• Aim of the task
Lines before the one containing "find dark foreground" are left out; output the rest of the data exactly, through the final line.
══ Given records ══
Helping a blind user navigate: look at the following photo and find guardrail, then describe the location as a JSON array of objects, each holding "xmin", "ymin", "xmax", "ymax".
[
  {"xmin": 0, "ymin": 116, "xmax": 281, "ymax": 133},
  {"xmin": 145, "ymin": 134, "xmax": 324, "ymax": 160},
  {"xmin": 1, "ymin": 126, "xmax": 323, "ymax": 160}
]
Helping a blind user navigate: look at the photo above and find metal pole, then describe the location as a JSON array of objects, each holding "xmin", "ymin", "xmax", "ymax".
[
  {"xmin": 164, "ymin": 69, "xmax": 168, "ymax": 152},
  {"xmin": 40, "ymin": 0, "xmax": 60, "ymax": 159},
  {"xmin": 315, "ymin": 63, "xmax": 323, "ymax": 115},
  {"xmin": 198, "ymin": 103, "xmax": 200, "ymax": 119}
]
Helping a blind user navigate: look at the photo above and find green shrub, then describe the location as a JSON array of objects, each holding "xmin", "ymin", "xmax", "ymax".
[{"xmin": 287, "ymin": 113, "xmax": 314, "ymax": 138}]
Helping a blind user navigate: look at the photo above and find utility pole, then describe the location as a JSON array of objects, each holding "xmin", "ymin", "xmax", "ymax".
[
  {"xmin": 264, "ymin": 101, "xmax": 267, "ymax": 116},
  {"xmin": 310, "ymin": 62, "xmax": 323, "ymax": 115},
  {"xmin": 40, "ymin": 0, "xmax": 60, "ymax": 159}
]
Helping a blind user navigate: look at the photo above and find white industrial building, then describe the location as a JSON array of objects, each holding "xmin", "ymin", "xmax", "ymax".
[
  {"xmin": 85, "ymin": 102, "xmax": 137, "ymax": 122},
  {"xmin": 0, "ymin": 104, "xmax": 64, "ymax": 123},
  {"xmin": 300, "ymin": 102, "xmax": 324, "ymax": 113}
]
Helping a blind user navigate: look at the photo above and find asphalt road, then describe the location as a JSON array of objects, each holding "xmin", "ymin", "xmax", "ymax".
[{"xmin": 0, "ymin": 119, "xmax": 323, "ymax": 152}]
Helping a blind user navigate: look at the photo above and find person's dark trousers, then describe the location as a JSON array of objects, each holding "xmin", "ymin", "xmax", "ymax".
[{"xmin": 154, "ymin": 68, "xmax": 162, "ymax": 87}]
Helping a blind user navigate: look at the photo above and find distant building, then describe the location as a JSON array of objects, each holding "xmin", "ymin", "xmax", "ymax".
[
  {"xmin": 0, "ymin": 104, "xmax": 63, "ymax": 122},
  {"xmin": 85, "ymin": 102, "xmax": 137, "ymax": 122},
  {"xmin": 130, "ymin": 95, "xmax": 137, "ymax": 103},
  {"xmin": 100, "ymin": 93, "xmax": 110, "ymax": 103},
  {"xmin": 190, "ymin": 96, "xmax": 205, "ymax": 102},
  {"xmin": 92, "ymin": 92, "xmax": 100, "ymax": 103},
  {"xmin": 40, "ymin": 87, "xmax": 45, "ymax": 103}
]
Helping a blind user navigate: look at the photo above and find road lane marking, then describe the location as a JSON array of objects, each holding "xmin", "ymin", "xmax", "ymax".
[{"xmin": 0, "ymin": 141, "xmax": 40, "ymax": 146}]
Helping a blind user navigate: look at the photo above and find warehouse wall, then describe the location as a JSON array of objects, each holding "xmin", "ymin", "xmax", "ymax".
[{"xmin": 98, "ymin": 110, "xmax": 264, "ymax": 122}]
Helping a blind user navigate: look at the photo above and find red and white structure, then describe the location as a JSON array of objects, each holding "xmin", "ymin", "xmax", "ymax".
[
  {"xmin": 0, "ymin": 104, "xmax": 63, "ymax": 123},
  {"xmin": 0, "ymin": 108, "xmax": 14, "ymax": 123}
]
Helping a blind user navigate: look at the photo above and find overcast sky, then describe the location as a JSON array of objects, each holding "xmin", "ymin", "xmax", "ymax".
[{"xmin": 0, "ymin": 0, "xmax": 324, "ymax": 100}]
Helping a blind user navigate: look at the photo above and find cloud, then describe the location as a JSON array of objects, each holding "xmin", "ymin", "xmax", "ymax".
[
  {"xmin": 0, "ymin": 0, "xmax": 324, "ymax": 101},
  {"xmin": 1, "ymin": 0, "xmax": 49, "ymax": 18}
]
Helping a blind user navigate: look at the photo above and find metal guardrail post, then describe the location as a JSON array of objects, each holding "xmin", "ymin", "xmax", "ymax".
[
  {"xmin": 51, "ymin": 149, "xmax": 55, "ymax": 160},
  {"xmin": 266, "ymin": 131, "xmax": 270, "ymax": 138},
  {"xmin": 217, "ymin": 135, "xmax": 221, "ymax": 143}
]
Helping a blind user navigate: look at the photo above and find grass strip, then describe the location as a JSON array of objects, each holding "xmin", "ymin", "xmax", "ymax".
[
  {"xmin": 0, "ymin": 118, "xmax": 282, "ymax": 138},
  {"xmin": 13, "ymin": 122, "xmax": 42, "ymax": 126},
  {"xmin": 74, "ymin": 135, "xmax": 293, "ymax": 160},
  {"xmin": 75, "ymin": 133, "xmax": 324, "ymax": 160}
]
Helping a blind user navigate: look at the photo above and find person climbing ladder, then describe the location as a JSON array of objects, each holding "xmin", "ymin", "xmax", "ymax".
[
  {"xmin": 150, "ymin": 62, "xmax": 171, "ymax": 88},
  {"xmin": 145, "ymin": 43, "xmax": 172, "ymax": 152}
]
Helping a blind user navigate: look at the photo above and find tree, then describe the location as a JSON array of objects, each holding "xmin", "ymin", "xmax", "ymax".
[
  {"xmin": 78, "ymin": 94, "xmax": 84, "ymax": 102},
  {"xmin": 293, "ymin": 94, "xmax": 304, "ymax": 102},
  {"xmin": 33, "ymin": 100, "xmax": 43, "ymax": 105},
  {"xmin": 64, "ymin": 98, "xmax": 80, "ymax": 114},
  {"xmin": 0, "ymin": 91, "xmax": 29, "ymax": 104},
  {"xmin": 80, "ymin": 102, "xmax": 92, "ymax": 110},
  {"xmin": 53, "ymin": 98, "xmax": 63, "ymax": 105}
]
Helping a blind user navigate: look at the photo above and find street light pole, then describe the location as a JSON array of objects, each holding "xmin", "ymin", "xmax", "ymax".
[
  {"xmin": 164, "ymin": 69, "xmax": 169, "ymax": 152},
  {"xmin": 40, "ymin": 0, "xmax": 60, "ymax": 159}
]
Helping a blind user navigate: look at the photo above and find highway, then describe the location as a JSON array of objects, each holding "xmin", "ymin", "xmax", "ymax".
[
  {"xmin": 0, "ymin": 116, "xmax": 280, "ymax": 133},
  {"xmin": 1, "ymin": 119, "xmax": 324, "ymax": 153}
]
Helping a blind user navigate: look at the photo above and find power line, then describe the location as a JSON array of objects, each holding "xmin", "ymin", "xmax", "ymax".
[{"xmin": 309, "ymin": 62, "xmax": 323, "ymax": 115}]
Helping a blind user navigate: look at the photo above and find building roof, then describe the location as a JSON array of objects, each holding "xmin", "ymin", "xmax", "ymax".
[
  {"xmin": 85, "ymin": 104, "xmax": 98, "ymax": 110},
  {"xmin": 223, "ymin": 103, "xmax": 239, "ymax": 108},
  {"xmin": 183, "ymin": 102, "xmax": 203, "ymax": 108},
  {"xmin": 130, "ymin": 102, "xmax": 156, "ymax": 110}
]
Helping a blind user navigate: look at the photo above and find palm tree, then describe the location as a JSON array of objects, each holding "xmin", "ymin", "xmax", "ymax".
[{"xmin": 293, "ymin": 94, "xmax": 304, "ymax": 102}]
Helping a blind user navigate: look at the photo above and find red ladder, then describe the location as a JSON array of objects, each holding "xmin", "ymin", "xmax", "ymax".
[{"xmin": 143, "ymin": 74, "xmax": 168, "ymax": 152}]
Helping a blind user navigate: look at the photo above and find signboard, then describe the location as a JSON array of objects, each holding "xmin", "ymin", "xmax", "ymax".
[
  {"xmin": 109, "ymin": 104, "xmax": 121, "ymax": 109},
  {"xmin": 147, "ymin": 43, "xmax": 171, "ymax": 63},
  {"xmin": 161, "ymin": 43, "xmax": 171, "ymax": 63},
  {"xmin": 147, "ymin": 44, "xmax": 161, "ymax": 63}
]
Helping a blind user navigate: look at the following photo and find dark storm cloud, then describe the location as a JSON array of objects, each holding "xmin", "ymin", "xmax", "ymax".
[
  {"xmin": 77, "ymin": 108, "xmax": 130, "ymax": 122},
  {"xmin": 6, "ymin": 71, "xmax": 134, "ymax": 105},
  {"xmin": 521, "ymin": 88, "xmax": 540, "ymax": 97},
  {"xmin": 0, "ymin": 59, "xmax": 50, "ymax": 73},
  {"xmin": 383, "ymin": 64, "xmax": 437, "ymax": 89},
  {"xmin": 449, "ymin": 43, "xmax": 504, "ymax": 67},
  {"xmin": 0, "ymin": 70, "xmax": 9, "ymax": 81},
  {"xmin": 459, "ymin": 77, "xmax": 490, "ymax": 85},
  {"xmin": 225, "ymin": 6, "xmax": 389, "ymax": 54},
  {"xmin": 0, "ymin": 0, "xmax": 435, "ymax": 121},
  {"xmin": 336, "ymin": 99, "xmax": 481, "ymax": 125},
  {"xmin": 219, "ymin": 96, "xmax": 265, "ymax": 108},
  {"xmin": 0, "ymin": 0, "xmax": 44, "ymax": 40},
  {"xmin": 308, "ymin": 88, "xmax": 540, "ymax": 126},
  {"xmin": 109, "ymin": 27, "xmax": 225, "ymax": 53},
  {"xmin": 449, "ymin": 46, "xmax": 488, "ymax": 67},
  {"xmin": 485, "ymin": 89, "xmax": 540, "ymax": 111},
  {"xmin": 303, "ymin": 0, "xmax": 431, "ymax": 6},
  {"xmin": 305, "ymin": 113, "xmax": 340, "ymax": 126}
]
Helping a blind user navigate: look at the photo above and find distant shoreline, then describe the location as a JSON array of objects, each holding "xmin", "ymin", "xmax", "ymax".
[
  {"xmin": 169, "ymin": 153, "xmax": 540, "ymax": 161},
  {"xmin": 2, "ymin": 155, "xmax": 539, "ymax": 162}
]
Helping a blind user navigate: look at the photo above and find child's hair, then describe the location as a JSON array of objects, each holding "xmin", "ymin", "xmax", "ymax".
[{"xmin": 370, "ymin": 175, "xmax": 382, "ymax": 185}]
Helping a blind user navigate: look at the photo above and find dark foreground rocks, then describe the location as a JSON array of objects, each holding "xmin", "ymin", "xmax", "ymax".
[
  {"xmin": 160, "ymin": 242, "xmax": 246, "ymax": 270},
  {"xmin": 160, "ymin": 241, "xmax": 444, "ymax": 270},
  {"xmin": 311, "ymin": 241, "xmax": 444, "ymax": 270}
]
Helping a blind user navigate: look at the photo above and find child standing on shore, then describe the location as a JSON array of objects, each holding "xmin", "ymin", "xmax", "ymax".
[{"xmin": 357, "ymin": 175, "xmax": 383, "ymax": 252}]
═══
• Response area
Helping a blind user navigate: look at the photo above and find dark foreground rocks, then describe the location as a JSON array of objects, each holding "xmin", "ymin", "xmax", "ymax".
[
  {"xmin": 160, "ymin": 242, "xmax": 246, "ymax": 270},
  {"xmin": 160, "ymin": 241, "xmax": 444, "ymax": 270},
  {"xmin": 311, "ymin": 241, "xmax": 444, "ymax": 270}
]
Helping a blind user navigate: look at the photo above and find child standing on shore, then describe the location as a JSON array of objects, each holding "xmin", "ymin", "xmax", "ymax".
[{"xmin": 357, "ymin": 175, "xmax": 383, "ymax": 252}]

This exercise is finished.